(Labeled-object pointing entries)
——————

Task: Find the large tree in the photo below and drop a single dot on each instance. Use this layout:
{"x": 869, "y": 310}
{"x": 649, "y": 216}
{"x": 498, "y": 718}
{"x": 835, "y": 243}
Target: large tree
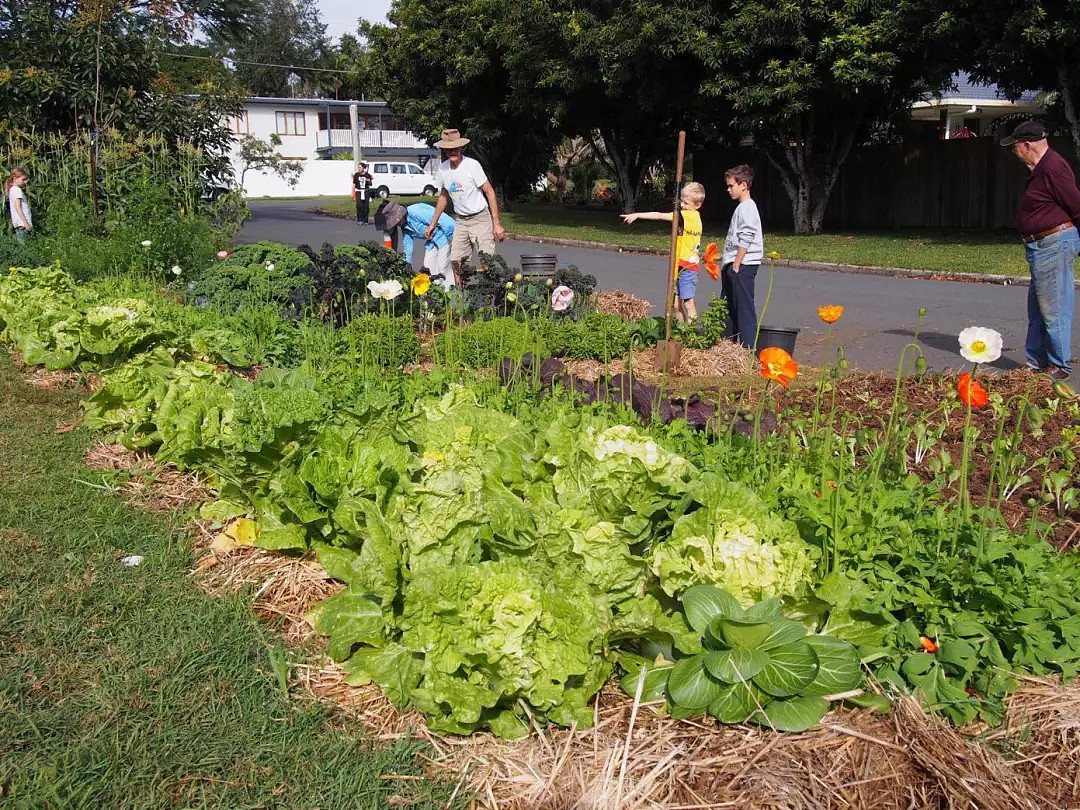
{"x": 445, "y": 63}
{"x": 1031, "y": 45}
{"x": 810, "y": 80}
{"x": 622, "y": 77}
{"x": 68, "y": 64}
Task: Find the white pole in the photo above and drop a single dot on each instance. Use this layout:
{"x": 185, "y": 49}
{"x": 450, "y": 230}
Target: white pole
{"x": 354, "y": 123}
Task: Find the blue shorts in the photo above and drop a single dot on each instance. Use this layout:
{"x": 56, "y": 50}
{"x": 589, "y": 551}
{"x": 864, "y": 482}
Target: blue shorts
{"x": 687, "y": 284}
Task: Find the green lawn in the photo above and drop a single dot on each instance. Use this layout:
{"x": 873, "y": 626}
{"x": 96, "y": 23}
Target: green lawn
{"x": 129, "y": 687}
{"x": 940, "y": 251}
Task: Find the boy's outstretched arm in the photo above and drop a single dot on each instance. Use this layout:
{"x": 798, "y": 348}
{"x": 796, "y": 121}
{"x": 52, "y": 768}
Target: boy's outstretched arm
{"x": 659, "y": 215}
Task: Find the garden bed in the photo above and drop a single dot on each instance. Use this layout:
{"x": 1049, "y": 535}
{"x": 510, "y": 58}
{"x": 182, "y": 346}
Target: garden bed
{"x": 634, "y": 757}
{"x": 498, "y": 550}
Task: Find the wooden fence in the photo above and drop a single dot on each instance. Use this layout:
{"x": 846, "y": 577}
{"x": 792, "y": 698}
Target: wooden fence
{"x": 969, "y": 183}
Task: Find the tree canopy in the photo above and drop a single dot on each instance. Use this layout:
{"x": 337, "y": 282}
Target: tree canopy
{"x": 808, "y": 81}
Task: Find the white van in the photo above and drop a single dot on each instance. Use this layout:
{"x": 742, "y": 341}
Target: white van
{"x": 392, "y": 177}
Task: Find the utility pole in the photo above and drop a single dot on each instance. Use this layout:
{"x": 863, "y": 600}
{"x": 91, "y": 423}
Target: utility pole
{"x": 354, "y": 123}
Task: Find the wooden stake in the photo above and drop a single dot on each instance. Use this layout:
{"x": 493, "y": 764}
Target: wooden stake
{"x": 673, "y": 260}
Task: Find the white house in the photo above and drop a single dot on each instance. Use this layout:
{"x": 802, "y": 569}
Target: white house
{"x": 969, "y": 110}
{"x": 315, "y": 131}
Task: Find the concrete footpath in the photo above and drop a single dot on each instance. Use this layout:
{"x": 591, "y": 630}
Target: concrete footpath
{"x": 880, "y": 311}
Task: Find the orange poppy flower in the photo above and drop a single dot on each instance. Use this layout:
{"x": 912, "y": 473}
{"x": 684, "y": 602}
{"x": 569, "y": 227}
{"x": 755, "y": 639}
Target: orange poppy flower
{"x": 778, "y": 365}
{"x": 832, "y": 313}
{"x": 972, "y": 392}
{"x": 713, "y": 260}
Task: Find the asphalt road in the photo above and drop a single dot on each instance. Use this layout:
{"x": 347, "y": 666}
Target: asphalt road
{"x": 879, "y": 316}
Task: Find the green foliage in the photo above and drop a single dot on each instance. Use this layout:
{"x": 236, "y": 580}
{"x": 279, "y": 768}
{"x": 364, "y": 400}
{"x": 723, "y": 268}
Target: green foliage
{"x": 704, "y": 333}
{"x": 431, "y": 70}
{"x": 382, "y": 341}
{"x": 257, "y": 275}
{"x": 736, "y": 542}
{"x": 750, "y": 664}
{"x": 482, "y": 345}
{"x": 810, "y": 80}
{"x": 597, "y": 336}
{"x": 135, "y": 669}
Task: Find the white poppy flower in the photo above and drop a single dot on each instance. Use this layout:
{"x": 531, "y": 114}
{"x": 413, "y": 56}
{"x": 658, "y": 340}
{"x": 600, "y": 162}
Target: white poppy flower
{"x": 980, "y": 345}
{"x": 562, "y": 297}
{"x": 385, "y": 289}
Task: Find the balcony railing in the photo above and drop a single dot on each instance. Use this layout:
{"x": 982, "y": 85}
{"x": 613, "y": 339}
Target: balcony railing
{"x": 368, "y": 139}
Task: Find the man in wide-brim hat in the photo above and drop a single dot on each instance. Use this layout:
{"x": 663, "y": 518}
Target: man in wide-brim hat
{"x": 1049, "y": 215}
{"x": 462, "y": 179}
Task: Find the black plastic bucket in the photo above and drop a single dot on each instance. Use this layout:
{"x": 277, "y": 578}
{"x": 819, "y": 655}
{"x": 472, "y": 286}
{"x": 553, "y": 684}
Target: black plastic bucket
{"x": 779, "y": 337}
{"x": 539, "y": 266}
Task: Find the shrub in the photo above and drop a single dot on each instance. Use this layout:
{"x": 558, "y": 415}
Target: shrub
{"x": 257, "y": 275}
{"x": 597, "y": 336}
{"x": 383, "y": 341}
{"x": 484, "y": 343}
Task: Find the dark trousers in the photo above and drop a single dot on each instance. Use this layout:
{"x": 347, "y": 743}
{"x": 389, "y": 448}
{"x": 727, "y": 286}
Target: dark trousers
{"x": 738, "y": 292}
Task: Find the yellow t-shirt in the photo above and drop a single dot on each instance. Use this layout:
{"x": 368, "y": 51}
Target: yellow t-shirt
{"x": 689, "y": 240}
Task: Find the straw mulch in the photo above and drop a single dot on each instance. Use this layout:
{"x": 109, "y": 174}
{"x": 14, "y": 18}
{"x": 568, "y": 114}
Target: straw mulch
{"x": 724, "y": 360}
{"x": 151, "y": 486}
{"x": 635, "y": 758}
{"x": 624, "y": 305}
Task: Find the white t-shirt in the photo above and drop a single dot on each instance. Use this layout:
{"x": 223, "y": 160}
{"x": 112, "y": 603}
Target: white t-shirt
{"x": 463, "y": 185}
{"x": 16, "y": 193}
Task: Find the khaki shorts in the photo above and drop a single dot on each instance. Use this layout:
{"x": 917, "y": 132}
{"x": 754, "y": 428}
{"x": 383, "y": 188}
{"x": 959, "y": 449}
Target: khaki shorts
{"x": 472, "y": 232}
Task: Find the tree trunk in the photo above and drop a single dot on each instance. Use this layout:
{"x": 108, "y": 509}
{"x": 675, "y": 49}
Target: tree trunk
{"x": 808, "y": 175}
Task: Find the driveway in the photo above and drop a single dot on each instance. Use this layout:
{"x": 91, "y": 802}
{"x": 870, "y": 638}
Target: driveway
{"x": 879, "y": 318}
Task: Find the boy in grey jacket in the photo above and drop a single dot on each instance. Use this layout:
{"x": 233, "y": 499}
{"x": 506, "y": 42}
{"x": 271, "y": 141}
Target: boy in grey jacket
{"x": 743, "y": 251}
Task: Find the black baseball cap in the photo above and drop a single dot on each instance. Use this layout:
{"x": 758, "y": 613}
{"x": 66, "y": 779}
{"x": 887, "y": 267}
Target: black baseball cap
{"x": 1027, "y": 131}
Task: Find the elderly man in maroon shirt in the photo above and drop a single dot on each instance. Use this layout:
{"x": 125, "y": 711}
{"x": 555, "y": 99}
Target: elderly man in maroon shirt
{"x": 1049, "y": 214}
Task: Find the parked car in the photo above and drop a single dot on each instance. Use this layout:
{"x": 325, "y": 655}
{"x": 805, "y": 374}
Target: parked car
{"x": 394, "y": 177}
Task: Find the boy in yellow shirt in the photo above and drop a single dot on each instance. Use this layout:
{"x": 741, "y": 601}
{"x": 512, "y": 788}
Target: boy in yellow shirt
{"x": 686, "y": 247}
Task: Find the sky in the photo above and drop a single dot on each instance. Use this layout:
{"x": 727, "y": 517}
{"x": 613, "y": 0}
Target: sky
{"x": 341, "y": 15}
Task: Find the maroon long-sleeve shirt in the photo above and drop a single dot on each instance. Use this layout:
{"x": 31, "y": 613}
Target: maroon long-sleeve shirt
{"x": 1051, "y": 197}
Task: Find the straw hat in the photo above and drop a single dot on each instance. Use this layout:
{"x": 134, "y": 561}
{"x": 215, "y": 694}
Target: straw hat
{"x": 451, "y": 139}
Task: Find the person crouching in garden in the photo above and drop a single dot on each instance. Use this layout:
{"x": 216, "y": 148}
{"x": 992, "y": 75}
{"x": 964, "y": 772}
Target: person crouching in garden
{"x": 436, "y": 248}
{"x": 21, "y": 218}
{"x": 743, "y": 251}
{"x": 362, "y": 192}
{"x": 687, "y": 247}
{"x": 1049, "y": 215}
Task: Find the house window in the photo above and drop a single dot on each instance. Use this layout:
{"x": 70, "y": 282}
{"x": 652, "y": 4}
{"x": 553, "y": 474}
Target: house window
{"x": 291, "y": 123}
{"x": 239, "y": 124}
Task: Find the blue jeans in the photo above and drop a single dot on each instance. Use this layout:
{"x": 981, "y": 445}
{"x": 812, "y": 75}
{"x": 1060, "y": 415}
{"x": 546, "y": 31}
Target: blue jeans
{"x": 1050, "y": 299}
{"x": 738, "y": 292}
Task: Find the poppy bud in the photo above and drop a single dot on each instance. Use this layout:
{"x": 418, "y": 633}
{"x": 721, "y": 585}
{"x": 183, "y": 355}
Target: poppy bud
{"x": 1063, "y": 390}
{"x": 1035, "y": 415}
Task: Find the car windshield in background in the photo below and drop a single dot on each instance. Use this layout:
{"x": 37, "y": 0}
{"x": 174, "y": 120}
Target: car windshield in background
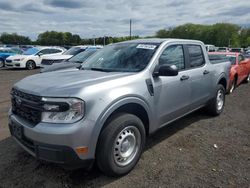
{"x": 73, "y": 51}
{"x": 222, "y": 49}
{"x": 30, "y": 51}
{"x": 236, "y": 50}
{"x": 81, "y": 57}
{"x": 217, "y": 58}
{"x": 122, "y": 57}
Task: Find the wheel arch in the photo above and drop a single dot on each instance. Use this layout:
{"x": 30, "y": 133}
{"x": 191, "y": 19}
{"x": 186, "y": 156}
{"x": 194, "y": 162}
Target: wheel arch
{"x": 133, "y": 105}
{"x": 223, "y": 81}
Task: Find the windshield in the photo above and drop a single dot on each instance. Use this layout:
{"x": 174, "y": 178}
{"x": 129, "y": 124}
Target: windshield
{"x": 74, "y": 50}
{"x": 122, "y": 57}
{"x": 216, "y": 58}
{"x": 81, "y": 57}
{"x": 30, "y": 51}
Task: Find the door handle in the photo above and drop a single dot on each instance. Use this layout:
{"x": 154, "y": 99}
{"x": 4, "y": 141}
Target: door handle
{"x": 184, "y": 77}
{"x": 206, "y": 72}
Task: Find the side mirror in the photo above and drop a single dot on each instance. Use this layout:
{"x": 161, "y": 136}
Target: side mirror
{"x": 166, "y": 70}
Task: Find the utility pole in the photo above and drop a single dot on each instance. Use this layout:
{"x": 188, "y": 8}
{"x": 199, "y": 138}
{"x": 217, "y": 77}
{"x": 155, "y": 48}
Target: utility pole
{"x": 130, "y": 28}
{"x": 229, "y": 43}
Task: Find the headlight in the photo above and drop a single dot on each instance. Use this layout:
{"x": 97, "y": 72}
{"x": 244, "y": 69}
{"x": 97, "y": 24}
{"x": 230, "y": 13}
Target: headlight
{"x": 62, "y": 110}
{"x": 18, "y": 59}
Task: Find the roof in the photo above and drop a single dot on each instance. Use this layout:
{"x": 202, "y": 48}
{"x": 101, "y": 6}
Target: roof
{"x": 225, "y": 53}
{"x": 160, "y": 40}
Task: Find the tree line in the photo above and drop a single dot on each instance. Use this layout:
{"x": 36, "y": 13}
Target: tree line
{"x": 220, "y": 34}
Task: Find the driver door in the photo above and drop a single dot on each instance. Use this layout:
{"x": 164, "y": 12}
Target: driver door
{"x": 172, "y": 93}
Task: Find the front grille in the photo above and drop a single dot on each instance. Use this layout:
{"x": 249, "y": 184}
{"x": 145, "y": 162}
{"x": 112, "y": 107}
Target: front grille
{"x": 26, "y": 106}
{"x": 50, "y": 62}
{"x": 47, "y": 62}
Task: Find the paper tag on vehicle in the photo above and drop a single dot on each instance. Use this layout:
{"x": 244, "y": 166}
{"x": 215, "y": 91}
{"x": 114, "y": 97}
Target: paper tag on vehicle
{"x": 146, "y": 46}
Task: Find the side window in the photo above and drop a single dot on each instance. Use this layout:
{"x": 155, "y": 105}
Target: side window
{"x": 173, "y": 55}
{"x": 196, "y": 57}
{"x": 240, "y": 58}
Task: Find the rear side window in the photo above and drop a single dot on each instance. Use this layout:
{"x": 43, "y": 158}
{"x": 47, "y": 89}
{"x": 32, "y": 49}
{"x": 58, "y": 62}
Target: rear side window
{"x": 196, "y": 57}
{"x": 173, "y": 55}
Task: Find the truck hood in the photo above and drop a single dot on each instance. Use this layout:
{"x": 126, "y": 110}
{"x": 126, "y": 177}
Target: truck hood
{"x": 60, "y": 66}
{"x": 66, "y": 83}
{"x": 57, "y": 57}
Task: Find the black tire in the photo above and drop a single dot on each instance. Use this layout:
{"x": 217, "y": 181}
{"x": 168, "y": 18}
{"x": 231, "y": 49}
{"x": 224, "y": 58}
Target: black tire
{"x": 213, "y": 107}
{"x": 2, "y": 63}
{"x": 108, "y": 143}
{"x": 30, "y": 65}
{"x": 233, "y": 86}
{"x": 248, "y": 79}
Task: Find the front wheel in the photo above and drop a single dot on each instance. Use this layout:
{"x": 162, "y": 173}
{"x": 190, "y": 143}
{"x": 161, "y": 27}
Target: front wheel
{"x": 216, "y": 105}
{"x": 30, "y": 65}
{"x": 120, "y": 144}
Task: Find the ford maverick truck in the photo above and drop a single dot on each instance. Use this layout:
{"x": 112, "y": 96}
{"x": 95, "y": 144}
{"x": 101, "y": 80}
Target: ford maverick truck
{"x": 104, "y": 111}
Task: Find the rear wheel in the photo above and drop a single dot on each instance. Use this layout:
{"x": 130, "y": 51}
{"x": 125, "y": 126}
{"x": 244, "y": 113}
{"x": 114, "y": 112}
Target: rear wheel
{"x": 120, "y": 144}
{"x": 1, "y": 63}
{"x": 216, "y": 105}
{"x": 30, "y": 65}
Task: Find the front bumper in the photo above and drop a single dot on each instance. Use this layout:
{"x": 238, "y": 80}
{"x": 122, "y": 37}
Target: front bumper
{"x": 62, "y": 154}
{"x": 14, "y": 64}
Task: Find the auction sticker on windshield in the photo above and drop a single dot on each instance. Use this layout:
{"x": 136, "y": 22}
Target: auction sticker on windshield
{"x": 146, "y": 46}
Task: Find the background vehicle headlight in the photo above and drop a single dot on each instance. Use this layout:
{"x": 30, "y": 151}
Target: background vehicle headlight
{"x": 62, "y": 110}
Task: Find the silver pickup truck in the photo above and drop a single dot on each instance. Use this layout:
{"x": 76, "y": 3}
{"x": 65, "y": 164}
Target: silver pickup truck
{"x": 104, "y": 111}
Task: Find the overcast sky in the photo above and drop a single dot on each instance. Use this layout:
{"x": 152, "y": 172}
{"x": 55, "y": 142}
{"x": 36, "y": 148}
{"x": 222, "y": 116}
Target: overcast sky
{"x": 90, "y": 18}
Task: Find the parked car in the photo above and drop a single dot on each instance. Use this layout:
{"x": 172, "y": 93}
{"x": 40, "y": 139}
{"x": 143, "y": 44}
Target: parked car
{"x": 239, "y": 50}
{"x": 123, "y": 93}
{"x": 210, "y": 48}
{"x": 223, "y": 49}
{"x": 72, "y": 63}
{"x": 6, "y": 52}
{"x": 32, "y": 57}
{"x": 240, "y": 67}
{"x": 66, "y": 55}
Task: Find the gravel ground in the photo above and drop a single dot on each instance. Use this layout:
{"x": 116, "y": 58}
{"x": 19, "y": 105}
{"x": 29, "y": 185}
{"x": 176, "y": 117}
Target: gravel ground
{"x": 196, "y": 151}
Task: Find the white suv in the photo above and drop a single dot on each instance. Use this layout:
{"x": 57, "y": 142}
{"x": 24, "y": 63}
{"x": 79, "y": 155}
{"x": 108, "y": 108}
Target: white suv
{"x": 32, "y": 57}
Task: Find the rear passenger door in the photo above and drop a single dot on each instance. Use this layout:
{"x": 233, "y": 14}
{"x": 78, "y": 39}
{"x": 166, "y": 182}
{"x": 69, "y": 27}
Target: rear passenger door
{"x": 200, "y": 76}
{"x": 172, "y": 93}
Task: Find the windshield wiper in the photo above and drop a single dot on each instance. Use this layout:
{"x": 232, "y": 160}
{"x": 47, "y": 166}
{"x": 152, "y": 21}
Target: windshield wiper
{"x": 99, "y": 69}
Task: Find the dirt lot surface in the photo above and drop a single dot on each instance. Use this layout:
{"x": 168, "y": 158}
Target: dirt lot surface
{"x": 196, "y": 151}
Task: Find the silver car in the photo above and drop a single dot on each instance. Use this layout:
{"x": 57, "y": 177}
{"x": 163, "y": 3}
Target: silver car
{"x": 105, "y": 111}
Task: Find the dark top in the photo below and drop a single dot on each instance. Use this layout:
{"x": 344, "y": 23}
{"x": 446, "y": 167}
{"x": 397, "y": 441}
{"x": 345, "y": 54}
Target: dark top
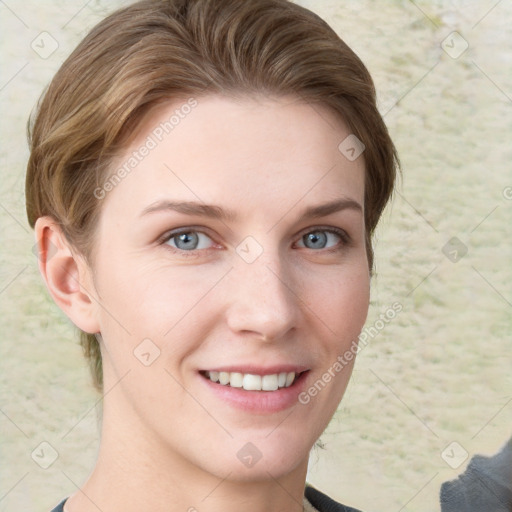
{"x": 318, "y": 499}
{"x": 485, "y": 485}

——————

Set problem: From the line containing "Task: Find the dirt" through the last line of the records, both included, output those lines exactly and nothing else; skip the pictures.

The result:
Task: Find the dirt lot surface in the photo above and drop a single dot on each instance. Use this layout:
{"x": 168, "y": 158}
Target: dirt lot surface
{"x": 196, "y": 151}
Task: Find the silver car in the photo above and drop a single dot on each instance. Use this layout:
{"x": 57, "y": 177}
{"x": 163, "y": 3}
Target: silver car
{"x": 105, "y": 111}
Task: Find the dark top in the photo below and drop a single dot on each instance. Use this layout:
{"x": 344, "y": 23}
{"x": 446, "y": 167}
{"x": 397, "y": 441}
{"x": 345, "y": 54}
Target: dark top
{"x": 318, "y": 499}
{"x": 485, "y": 485}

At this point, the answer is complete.